Collected data entries:
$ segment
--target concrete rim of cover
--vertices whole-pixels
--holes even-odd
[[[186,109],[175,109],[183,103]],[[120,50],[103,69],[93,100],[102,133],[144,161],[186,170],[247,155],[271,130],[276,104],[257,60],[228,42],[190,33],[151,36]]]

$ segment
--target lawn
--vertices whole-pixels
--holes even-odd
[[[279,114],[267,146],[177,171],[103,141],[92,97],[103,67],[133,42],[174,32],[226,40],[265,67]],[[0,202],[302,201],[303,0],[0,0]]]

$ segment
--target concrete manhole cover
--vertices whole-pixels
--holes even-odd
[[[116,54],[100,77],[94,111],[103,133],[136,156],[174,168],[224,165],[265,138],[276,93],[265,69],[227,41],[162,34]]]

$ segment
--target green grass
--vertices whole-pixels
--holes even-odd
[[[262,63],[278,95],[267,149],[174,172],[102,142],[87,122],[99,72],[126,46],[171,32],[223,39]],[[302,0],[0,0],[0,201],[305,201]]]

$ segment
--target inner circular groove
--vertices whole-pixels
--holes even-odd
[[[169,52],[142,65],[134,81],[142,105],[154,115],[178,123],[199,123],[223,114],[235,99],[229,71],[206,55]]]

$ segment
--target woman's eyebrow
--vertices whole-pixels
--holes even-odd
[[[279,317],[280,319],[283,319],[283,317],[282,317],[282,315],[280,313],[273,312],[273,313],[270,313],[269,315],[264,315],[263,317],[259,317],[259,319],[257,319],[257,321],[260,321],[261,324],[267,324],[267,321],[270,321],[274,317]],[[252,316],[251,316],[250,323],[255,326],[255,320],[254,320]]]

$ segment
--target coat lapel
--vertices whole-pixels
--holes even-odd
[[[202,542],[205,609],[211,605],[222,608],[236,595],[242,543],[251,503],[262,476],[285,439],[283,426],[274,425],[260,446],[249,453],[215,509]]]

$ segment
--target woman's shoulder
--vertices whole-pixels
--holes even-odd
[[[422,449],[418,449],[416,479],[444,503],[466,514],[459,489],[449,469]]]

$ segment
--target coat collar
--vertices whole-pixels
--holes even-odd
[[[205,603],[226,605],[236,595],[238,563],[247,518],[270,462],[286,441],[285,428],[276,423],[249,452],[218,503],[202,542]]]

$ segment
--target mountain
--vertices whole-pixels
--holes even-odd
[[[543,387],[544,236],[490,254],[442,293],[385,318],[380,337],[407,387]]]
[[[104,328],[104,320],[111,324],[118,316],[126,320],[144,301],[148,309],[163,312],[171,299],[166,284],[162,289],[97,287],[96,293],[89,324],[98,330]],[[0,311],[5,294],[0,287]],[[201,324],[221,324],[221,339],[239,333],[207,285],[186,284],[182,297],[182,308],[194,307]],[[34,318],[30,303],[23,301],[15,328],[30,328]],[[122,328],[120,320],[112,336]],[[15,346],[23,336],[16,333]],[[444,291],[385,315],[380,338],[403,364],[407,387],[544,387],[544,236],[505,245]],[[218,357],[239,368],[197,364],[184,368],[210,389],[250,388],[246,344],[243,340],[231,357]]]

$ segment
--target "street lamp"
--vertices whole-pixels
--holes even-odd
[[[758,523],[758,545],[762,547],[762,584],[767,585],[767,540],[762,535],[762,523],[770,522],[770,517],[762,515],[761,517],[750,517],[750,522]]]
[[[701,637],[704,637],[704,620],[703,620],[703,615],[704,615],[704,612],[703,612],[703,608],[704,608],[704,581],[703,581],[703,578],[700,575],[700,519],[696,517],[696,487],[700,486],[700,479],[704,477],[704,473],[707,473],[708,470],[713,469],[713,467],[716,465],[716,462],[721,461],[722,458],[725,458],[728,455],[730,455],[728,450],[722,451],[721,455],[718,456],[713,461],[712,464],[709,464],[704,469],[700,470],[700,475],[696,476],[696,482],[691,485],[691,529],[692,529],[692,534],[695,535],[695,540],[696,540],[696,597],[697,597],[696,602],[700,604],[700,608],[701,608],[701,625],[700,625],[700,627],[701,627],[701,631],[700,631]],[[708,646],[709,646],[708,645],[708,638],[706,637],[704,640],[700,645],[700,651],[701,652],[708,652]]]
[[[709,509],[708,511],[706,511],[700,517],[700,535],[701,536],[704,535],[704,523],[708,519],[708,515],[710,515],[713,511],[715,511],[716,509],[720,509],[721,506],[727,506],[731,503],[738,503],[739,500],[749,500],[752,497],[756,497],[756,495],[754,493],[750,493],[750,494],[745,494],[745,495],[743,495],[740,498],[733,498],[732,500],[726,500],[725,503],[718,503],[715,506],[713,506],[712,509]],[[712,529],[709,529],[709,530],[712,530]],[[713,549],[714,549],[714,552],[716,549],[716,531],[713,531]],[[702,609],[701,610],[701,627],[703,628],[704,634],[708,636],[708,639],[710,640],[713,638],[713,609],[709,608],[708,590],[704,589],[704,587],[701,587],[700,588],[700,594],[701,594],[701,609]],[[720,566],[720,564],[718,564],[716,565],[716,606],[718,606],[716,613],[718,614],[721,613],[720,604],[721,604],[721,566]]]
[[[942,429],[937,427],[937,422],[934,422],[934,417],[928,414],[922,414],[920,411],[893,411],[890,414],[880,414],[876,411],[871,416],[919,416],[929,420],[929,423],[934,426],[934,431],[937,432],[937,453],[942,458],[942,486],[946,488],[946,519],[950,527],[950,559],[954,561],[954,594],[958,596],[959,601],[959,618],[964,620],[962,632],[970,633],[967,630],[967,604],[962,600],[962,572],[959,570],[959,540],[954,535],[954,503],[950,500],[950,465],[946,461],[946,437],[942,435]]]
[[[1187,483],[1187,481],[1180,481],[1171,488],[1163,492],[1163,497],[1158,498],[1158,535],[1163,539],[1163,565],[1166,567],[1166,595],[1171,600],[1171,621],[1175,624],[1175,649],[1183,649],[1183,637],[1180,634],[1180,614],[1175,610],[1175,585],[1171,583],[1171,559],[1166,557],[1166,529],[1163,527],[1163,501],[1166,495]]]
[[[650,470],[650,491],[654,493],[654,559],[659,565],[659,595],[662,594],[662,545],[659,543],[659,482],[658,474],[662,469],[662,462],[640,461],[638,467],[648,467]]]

Stated problem:
Write the data back out verbatim.

Response:
$ segment
--target concrete rim of cover
--vertices whole-pixels
--holes even-odd
[[[186,109],[175,109],[183,103]],[[120,50],[103,69],[93,100],[102,133],[144,161],[186,170],[247,155],[271,130],[276,104],[257,60],[228,42],[190,33],[151,36]]]

$ segment
--target lawn
--vertices whole-pixels
--holes even-odd
[[[279,114],[267,146],[177,171],[103,141],[92,97],[103,67],[133,42],[174,32],[226,40],[265,67]],[[0,202],[302,201],[303,0],[0,0]]]

$ segment
--target concrete manhole cover
--vertices whole-pixels
--holes even-odd
[[[116,54],[100,77],[94,111],[103,133],[136,156],[174,168],[224,165],[265,138],[276,93],[265,69],[227,41],[162,34]]]

$ segment
--target green grass
--vertices whole-pixels
--holes even-odd
[[[262,63],[278,95],[267,149],[174,172],[102,142],[87,122],[99,72],[126,46],[171,32],[223,39]],[[302,0],[0,0],[0,201],[305,201]]]

$ segment
--target inner circular groove
--vertices whole-pixels
--holes even-odd
[[[169,52],[142,65],[134,81],[142,105],[154,115],[178,123],[199,123],[223,114],[235,99],[229,71],[206,55]]]

$ segment
--target woman's eyebrow
--vertices whole-pixels
--holes even-odd
[[[279,317],[280,319],[283,319],[283,317],[282,317],[282,315],[280,313],[273,312],[273,313],[270,313],[269,315],[264,315],[263,317],[259,317],[259,319],[257,319],[257,321],[260,321],[261,324],[267,324],[267,321],[270,321],[274,317]],[[252,316],[251,316],[250,323],[255,326],[255,320],[254,320]]]

$ segment
--target coat lapel
--vertices whole-pixels
--holes even-odd
[[[202,542],[205,609],[211,605],[222,608],[236,595],[242,543],[251,503],[262,476],[285,439],[283,426],[274,425],[260,446],[249,453],[215,509]]]

$ segment
--target woman's shoulder
--vertices whole-pixels
--holes even-odd
[[[422,449],[418,449],[416,479],[444,503],[466,514],[459,489],[449,469]]]

$ segment
--target coat collar
--vertices whole-pixels
--holes even-odd
[[[205,603],[226,605],[236,595],[238,563],[247,518],[270,462],[286,441],[285,428],[276,423],[249,452],[218,503],[202,542]]]

$ segment
--target mountain
--vertices whole-pixels
--holes even-odd
[[[543,387],[544,236],[490,254],[442,293],[385,318],[380,337],[407,387]]]
[[[104,328],[104,320],[111,324],[118,316],[126,320],[144,301],[148,309],[163,312],[171,299],[166,284],[162,289],[97,287],[96,293],[89,324],[98,330]],[[0,311],[5,294],[0,287]],[[201,324],[221,324],[221,339],[239,333],[207,285],[186,284],[182,297],[182,308],[194,307]],[[34,318],[30,303],[23,301],[15,328],[30,328]],[[122,328],[120,320],[112,336]],[[15,346],[23,336],[16,333]],[[444,291],[385,315],[380,338],[403,364],[407,387],[544,387],[544,236],[505,245]],[[218,357],[239,368],[197,364],[184,368],[210,389],[250,388],[246,344],[243,340],[231,357]]]

$ segment
--target "street lamp"
--vertices whole-pixels
--holes even-odd
[[[758,523],[758,545],[762,547],[762,584],[767,585],[767,540],[762,535],[762,523],[770,522],[770,517],[762,515],[761,517],[750,517],[750,522]]]
[[[701,637],[704,637],[704,620],[703,620],[703,615],[704,615],[704,612],[703,612],[703,608],[704,608],[704,581],[703,581],[703,578],[700,575],[700,519],[696,517],[696,487],[700,486],[700,479],[704,477],[704,473],[707,473],[708,470],[713,469],[713,467],[716,465],[716,462],[721,461],[722,458],[725,458],[728,455],[730,455],[728,450],[722,451],[721,455],[718,456],[713,461],[712,464],[709,464],[704,469],[700,470],[700,475],[696,476],[696,482],[691,485],[691,529],[692,529],[692,534],[695,535],[695,540],[696,540],[696,597],[697,597],[696,602],[700,604],[700,608],[701,608],[701,625],[700,625],[700,627],[701,627],[701,631],[700,631]],[[708,646],[709,646],[708,645],[708,638],[706,637],[704,640],[700,645],[700,651],[701,652],[708,652]]]
[[[709,509],[708,511],[706,511],[700,517],[700,535],[701,536],[704,535],[704,523],[708,519],[708,515],[710,515],[713,511],[715,511],[716,509],[720,509],[721,506],[727,506],[731,503],[738,503],[739,500],[749,500],[752,497],[756,497],[756,495],[754,493],[750,493],[750,494],[745,494],[745,495],[743,495],[740,498],[733,498],[732,500],[726,500],[725,503],[718,503],[715,506],[713,506],[712,509]],[[712,529],[709,529],[709,530],[712,530]],[[713,549],[714,549],[714,552],[716,549],[716,531],[713,531]],[[702,609],[701,610],[701,627],[703,628],[704,634],[708,636],[708,639],[710,640],[713,638],[713,609],[709,608],[708,590],[704,589],[704,587],[701,587],[700,588],[700,594],[701,594],[701,609]],[[720,566],[720,564],[718,564],[716,565],[716,606],[718,606],[716,613],[718,614],[721,613],[720,604],[721,604],[721,566]]]
[[[942,429],[937,427],[937,422],[934,422],[934,417],[928,414],[922,414],[920,411],[893,411],[890,414],[880,414],[876,411],[871,416],[919,416],[929,420],[929,423],[934,426],[934,431],[937,432],[937,453],[942,458],[942,486],[946,488],[946,519],[950,527],[950,559],[954,561],[954,594],[958,596],[959,601],[959,618],[964,620],[962,632],[970,633],[967,630],[967,604],[962,600],[962,572],[959,570],[959,540],[954,535],[954,503],[950,500],[950,465],[946,461],[946,437],[942,435]]]
[[[1187,483],[1187,481],[1180,481],[1171,488],[1163,492],[1163,497],[1158,498],[1158,535],[1163,539],[1163,565],[1166,567],[1166,595],[1171,600],[1171,621],[1175,624],[1175,649],[1183,649],[1183,637],[1180,634],[1180,614],[1175,610],[1175,585],[1171,583],[1171,559],[1166,557],[1166,529],[1163,527],[1163,501],[1166,495]]]
[[[650,470],[650,491],[654,493],[654,559],[659,565],[659,595],[662,594],[662,545],[659,543],[659,482],[658,474],[662,469],[662,462],[640,461],[638,467],[648,467]]]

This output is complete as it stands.